- **Assignment**
Type out the full set of entries again, unchanged.

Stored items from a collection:
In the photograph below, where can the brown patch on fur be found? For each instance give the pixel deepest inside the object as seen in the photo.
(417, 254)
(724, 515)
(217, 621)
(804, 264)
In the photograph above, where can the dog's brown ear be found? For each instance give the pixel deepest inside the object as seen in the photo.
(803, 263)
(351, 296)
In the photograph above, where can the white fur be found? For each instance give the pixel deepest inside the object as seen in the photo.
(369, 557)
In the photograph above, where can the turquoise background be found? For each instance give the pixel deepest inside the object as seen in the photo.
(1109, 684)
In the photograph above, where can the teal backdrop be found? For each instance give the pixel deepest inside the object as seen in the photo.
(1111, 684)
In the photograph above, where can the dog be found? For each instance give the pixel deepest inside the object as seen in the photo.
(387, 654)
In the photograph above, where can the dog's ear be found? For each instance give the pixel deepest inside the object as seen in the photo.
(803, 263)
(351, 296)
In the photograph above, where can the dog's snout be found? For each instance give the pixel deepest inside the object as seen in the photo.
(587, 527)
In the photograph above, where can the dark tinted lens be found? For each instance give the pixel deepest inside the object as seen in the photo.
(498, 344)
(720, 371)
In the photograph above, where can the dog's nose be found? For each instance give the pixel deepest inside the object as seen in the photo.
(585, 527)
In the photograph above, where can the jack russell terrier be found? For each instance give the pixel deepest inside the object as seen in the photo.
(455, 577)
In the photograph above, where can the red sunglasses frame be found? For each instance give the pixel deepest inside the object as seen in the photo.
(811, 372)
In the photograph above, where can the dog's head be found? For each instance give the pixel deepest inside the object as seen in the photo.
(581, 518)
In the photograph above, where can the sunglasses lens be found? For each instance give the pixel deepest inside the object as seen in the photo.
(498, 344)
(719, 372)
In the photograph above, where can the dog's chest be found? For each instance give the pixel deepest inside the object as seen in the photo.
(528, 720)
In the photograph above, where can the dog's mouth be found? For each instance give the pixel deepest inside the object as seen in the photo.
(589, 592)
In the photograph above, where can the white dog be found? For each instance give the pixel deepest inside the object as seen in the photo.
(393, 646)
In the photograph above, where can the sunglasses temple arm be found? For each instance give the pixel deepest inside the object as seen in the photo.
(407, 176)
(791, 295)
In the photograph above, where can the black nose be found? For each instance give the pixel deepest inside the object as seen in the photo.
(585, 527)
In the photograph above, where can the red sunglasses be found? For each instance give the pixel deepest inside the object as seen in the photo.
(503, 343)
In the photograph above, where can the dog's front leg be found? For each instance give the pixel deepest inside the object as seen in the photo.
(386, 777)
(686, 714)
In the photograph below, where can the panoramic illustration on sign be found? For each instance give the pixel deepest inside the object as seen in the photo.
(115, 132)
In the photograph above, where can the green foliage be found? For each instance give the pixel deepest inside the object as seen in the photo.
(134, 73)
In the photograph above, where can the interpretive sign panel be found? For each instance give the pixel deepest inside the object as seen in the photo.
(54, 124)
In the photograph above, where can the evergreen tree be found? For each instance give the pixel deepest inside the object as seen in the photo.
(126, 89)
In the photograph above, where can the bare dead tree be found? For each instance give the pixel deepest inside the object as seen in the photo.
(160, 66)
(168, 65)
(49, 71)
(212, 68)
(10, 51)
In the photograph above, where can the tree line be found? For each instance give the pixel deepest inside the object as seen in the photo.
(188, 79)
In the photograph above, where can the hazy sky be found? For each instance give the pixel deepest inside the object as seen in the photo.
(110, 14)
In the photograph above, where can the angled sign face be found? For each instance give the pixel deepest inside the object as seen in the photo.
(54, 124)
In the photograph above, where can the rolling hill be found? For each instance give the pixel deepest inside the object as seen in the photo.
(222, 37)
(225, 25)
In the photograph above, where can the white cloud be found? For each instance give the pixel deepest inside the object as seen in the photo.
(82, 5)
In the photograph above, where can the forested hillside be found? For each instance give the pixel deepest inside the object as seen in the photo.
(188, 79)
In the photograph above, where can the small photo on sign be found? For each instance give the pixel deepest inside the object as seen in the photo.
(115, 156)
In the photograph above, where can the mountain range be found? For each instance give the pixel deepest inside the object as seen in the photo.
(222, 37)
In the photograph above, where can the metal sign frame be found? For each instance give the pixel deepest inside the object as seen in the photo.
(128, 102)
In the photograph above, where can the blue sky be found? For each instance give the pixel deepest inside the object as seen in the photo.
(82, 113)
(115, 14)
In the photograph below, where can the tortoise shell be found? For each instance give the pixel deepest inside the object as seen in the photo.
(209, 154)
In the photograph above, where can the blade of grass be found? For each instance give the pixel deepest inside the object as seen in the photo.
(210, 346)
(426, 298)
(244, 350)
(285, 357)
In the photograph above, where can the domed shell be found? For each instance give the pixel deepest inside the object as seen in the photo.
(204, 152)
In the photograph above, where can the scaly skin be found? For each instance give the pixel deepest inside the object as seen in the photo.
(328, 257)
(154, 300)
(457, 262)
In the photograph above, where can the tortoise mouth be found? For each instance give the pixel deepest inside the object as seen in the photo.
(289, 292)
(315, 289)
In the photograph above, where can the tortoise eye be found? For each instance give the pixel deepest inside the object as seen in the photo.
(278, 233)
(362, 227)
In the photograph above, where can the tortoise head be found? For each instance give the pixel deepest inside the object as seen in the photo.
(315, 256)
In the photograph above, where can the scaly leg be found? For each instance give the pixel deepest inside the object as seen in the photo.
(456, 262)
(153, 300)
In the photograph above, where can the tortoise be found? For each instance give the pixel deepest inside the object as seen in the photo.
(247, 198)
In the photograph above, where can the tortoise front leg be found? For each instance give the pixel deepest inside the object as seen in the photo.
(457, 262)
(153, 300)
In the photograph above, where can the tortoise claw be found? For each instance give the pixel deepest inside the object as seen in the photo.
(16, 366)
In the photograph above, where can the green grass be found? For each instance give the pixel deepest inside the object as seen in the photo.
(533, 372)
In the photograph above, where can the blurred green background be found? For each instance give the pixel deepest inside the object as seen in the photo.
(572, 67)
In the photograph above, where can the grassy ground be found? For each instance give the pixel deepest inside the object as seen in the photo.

- **Task result**
In the photograph below, where can the brown patch on fur be found? For each instance give the pixel deepest inside the object as seen in the photo.
(417, 254)
(724, 515)
(217, 621)
(804, 264)
In the photograph above, where can the dog's brown ear be found? For each instance give the pixel deepest inside the object as seen in the photo.
(803, 263)
(351, 296)
In the photograph above, where can the white fur be found? For each instance give the pixel deepest inside the object as seen in the photo.
(369, 557)
In the photograph above, where can the turquoise background be found? For each instance give the pixel deepest inside the object as seen in the photo.
(1109, 684)
In the photograph above, where can the teal backdrop be found? For each instance give the pixel deepest inside the object as seen in the photo.
(1111, 684)
In the photograph above, where can the dog be found? For each instance give the pixel deepest inside the object as seen in the photo.
(387, 654)
In the photograph above, where can the dog's ear be found? For each instance give the pixel deepest inside the object as seen in the photo.
(803, 263)
(351, 296)
In the photograph above, where can the dog's snout be found? For each instance give the pixel deepest inside the object as seen in the photo.
(587, 527)
In the photograph above, where can the dark tinted lens be found? For each instance give the pixel deepest inside the object as seen in the photo.
(498, 344)
(720, 371)
In the photograph above, where can the dog's nose be found? For each instance give the pixel deepest inside the object as seen in the photo.
(585, 527)
In the photograph above, where can the jack russell terrier be found? For each instance give the pixel deepest inside the object as seen in the photo.
(455, 577)
In the photograph above, where can the red sunglasses frame be found? For each instance give the pixel deepest inside the object as seen in the photo.
(811, 372)
In the photograph above, where can the dog's head be found? For each instance give the pixel deepest inside the object as seen in the photo.
(581, 518)
In the photograph above, where can the sunglasses lens be found? For each instance give the pixel deepest inside the object as seen in the photo.
(498, 344)
(719, 372)
In the photograph above, where can the dog's chest be found? For each instance give the pixel deepest inside the object as seen in the photo.
(528, 720)
In the photograph above, where can the dog's mouth be found? For each instance give the pixel deepest inside the object as seen in the photo.
(589, 592)
In the photograph above, where can the white dog be found? For each instance give the pixel deepest inside the object as seen in the photo.
(393, 646)
In the photograph above, where can the sunglasses temple arm be found? For each instance give the pixel deepest inside the object as seen in the photo.
(407, 176)
(791, 295)
In the photograph above, where can the black nose be found? For each instance give the pixel deepest inside the object as seen in the photo.
(585, 527)
In the photograph above, where can the red sunglasses be found? For each instance give the pixel deepest inside the object as seen in the photo.
(503, 343)
In the photograph above, where can the dog's front leg be found? For each instance give the pixel deepest inside the object as seen in the photo.
(386, 777)
(686, 714)
In the photograph below, where can the panoramic illustration on sign be found? For each instance give the pixel deepest inside the object as seen in the photo.
(115, 132)
In the photograph above, where can the green foliage be found? For each instance give the pixel deepest inside the object as seen in the photo.
(134, 73)
In the photograph above, where can the interpretive sign panel be found? For each instance give the pixel deepest inside the object as seen in the photo.
(54, 124)
In the photograph above, where can the evergreen tree be found? For each instance give the pixel deepest inside the object as seen in the photo.
(126, 89)
In the photograph above, where can the bare dead tree be found? For each instance give the pixel deepest inside the object as seen in the photo.
(160, 66)
(168, 65)
(49, 71)
(212, 68)
(10, 51)
In the photograph above, where can the tree line be found? For each instance give the pixel deepest inside the object as seen in the photo.
(188, 79)
In the photograph above, where can the hazy sky be found? For each instance give the pixel deepest inside the object as seen in the photo.
(110, 14)
In the photograph above, where can the angled sign face be found? For each instance give the pixel deepest inside the object as seen in the photo.
(54, 124)
In the photograph above, where can the rolling hill be found? For each instance give the pixel deepest inside the object as seen in the photo.
(222, 37)
(225, 25)
In the photograph above, where can the white cloud be found? For each instance give the pixel deepest inside the object as seen in the photo.
(82, 5)
In the photograph above, where can the forested hillside be found? For each instance give the pixel deepest inside the object as seen in the photo.
(188, 79)
In the photograph above, where can the small photo on sign be found? For each instance give the pixel deepest inside the object as seen in the photo.
(115, 156)
In the photograph above, where can the mountain range be found? For each instance give the pixel deepest inside the object as seen in the photo.
(222, 37)
In the photograph above, where can the metal sign frame be found? For each instance give the pixel deepest inside the object as seen in the photo.
(128, 102)
In the photograph above, where can the blue sky be found? For each instance give the pixel deepest inside the object as seen in the photo.
(82, 113)
(115, 14)
In the photograph below, where can the tortoise shell be found? For each instance give the pixel deepest inside the object as seen in the photo.
(209, 154)
In the photograph above, where can the blade of grass be found? For each instance give the pixel deepest inside the object as seen in the photo.
(210, 346)
(426, 298)
(244, 350)
(285, 357)
In the photograph above, where can the domed shell be found? For each instance give the pixel deepest inside the object as seen in the photo.
(204, 152)
In the photograph above, where can the scaly skin be found? For each instance give the pixel deepest inside the object as seen in the photo.
(328, 257)
(154, 300)
(457, 262)
In the photograph above, where can the tortoise mouth be found? For each instance give the pixel deepest inside the object as seen in the photo.
(289, 292)
(315, 289)
In the photograph above, where can the tortoise eye be found? For each instance give the pixel deepest inside the object as seen in the photo.
(278, 233)
(362, 227)
In the photograph above, where can the tortoise head be found? For each instance give the pixel deepest inside the object as seen in the photo.
(315, 256)
In the photograph above, where can the scaly leg be found? For each instance give the pixel deepest inside the object as seen in the photo.
(456, 262)
(153, 300)
In the photograph above, where can the tortoise be found? For each instance give the pixel deepest inside the object as seen in the photo.
(247, 198)
In the photograph above, where can the tortoise front leg be found? For each instance give the pixel deepest inside the object as seen in the photo.
(457, 262)
(153, 300)
In the photograph above, where can the tortoise claw be found? For each instance give the pixel deepest inside the object as seen in the photo.
(16, 366)
In the photograph above, where can the green grass be found? For each instance give the pixel deepest inside the object as seen in the photo.
(533, 372)
In the photograph above, where can the blurred green background be found? For each instance give the pixel deepest inside the object as seen in the photo.
(572, 67)
In the photograph above, where can the grassy ground be found? For each instance give the pixel deepest inside the object as seen in the photo.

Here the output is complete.